**FRAGMENTO DEL TEXTO**
• • • •
Domingo 33 del Tiempo Ordinario (B)
PRIMERA LECTURA
Por aquel tiempo se salvará tu pueblo
Lectura de la profecía de Daniel 12, 1-3
Por aquel tiempo se levantará Miguel, el arcángel que se ocupa de tu pueblo: serán tiempos difíciles,
como no los ha habido desde que hubo naciones hasta ahora. Entonces se salvará tu pueblo: todos los
inscritos en el libro. Muchos de los que duermen en el polvo despertarán: unos para vida eterna, otros
para ignominia perpetua. Los sabios brillarán como el fulgor del firmamento, y los que enseñaron a
muchos la justicia, como las estrellas, por toda la eternidad.
Salmo responsorial Sal 15, 5 y 8. 9-10. 11 R. Protégeme, Dios mío, que me refugio en ti.
• • • •
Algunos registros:
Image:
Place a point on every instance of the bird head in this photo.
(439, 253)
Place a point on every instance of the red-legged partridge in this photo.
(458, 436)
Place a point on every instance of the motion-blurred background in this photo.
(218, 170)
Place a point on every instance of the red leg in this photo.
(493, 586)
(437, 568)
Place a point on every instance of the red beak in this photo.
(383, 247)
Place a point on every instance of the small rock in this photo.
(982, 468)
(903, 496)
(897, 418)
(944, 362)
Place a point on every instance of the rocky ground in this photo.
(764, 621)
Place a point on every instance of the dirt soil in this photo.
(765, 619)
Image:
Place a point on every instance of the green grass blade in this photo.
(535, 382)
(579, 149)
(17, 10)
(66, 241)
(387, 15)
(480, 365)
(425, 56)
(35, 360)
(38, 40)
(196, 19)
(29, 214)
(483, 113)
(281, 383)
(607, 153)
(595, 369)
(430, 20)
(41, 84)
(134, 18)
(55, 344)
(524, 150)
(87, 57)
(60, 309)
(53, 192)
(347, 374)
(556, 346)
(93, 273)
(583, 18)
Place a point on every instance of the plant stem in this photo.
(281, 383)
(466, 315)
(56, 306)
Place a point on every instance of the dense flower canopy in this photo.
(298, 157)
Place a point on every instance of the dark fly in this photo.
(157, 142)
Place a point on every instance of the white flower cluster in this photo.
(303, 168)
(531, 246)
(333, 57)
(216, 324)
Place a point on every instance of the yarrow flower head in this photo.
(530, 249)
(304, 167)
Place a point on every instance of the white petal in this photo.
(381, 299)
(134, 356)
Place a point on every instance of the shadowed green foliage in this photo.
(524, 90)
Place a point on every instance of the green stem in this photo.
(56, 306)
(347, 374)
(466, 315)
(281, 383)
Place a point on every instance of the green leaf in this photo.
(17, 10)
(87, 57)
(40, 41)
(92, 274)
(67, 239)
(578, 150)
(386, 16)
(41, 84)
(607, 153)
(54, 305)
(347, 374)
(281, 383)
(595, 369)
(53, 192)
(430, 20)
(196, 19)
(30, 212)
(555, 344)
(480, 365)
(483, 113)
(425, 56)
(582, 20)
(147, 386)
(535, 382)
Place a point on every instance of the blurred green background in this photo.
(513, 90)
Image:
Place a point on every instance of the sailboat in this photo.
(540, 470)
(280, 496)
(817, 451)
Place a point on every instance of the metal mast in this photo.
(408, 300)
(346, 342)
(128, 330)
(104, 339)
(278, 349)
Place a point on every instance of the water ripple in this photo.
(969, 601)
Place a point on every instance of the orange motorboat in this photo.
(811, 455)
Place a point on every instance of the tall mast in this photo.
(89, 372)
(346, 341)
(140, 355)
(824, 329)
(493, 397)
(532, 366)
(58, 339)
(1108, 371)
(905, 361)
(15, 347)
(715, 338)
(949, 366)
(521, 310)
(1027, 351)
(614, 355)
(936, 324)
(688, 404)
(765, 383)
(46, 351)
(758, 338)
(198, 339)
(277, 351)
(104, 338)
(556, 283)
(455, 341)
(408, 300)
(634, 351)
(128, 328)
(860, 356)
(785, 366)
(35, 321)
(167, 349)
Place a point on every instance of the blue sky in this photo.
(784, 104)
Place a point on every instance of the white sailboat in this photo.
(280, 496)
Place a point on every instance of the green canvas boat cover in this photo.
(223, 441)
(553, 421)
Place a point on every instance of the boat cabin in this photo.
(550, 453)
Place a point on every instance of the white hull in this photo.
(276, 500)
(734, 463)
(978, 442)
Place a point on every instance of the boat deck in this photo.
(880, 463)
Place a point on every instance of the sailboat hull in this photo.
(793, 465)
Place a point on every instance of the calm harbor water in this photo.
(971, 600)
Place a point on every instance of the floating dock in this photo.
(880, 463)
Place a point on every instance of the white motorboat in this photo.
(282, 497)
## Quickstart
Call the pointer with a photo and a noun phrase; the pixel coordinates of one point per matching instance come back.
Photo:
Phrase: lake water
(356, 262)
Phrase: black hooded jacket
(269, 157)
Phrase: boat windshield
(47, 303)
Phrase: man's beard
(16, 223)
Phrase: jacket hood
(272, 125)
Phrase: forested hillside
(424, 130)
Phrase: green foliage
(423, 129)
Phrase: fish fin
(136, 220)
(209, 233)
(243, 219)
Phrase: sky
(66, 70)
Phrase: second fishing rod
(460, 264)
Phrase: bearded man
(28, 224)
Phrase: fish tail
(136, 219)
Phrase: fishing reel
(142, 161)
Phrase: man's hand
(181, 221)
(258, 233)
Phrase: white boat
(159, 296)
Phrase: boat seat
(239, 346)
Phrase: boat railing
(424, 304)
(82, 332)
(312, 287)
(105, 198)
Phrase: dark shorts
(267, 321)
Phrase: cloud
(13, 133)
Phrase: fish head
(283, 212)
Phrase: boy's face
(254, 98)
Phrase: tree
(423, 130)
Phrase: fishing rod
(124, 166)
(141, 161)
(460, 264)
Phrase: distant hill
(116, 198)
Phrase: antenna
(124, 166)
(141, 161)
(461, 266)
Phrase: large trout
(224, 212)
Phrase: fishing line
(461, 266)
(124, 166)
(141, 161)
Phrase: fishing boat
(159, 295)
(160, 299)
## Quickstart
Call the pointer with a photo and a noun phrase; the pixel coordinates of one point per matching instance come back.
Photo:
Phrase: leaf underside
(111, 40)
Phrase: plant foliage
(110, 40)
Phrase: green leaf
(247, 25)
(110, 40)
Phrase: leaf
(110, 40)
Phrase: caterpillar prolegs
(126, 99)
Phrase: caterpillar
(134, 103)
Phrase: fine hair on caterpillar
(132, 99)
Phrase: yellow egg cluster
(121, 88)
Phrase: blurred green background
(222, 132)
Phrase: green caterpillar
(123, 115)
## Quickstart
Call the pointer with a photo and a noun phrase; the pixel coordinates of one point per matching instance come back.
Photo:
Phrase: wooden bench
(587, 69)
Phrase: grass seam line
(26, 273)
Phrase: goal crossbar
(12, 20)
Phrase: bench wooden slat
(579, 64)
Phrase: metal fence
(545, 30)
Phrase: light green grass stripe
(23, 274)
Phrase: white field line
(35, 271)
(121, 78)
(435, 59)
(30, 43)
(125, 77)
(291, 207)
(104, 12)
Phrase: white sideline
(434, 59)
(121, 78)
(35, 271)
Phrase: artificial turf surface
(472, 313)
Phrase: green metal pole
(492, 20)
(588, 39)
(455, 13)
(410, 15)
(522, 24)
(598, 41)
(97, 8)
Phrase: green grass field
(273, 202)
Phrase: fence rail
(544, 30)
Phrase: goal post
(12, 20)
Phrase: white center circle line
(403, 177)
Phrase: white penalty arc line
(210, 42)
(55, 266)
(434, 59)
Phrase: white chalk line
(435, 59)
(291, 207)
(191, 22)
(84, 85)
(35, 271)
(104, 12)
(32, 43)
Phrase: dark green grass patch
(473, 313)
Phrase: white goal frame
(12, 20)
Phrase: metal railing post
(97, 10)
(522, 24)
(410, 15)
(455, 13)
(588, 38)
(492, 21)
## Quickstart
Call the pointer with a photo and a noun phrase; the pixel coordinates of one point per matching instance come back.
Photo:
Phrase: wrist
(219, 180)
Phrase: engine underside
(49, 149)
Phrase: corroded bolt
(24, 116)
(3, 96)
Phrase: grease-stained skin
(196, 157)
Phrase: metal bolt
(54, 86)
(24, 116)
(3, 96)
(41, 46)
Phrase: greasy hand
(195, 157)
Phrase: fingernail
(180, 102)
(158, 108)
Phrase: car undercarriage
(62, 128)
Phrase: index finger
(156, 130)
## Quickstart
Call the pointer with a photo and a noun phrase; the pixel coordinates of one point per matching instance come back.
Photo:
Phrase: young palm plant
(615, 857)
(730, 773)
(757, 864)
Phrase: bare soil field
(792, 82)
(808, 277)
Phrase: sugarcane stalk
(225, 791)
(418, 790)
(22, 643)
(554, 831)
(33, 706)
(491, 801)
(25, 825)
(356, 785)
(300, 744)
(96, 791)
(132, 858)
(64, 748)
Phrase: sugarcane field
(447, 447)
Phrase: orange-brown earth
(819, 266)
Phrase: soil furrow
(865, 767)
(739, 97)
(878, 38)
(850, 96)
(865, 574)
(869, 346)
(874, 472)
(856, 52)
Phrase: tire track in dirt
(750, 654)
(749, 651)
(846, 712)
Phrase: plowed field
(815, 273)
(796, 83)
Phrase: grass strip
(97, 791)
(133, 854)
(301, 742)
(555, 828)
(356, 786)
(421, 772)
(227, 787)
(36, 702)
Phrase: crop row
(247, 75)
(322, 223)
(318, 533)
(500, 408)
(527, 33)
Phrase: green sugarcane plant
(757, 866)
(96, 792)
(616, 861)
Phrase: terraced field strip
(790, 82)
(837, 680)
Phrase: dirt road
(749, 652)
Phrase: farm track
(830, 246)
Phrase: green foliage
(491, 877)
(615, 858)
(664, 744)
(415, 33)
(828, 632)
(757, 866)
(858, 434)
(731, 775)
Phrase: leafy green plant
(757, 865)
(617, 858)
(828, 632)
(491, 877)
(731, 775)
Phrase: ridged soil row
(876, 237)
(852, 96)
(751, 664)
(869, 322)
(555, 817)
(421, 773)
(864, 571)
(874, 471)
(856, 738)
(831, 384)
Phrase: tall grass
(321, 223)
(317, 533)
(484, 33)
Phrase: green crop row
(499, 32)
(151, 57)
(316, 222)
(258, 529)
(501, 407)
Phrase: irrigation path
• • • •
**OBJETIVO**
Transcribe sin ningún cambio todo lo que va desde "PRIMERA LECTURA" hasta "toda la eternidad." en la lectura de la profecía de Daniel. Los registros no hacen falta para resolver esto.

**SOLUCIÓN COMPLETA**
PRIMERA LECTURA
Por aquel tiempo se salvará tu pueblo
Lectura de la profecía de Daniel 12, 1-3
Por aquel tiempo se levantará Miguel, el arcángel que se ocupa de tu pueblo: serán tiempos difíciles,
como no los ha habido desde que hubo naciones hasta ahora. Entonces se salvará tu pueblo: todos los
inscritos en el libro. Muchos de los que duermen en el polvo despertarán: unos para vida eterna, otros
para ignominia perpetua. Los sabios brillarán como el fulgor del firmamento, y los que enseñaron a
muchos la justicia, como las estrellas, por toda la eternidad.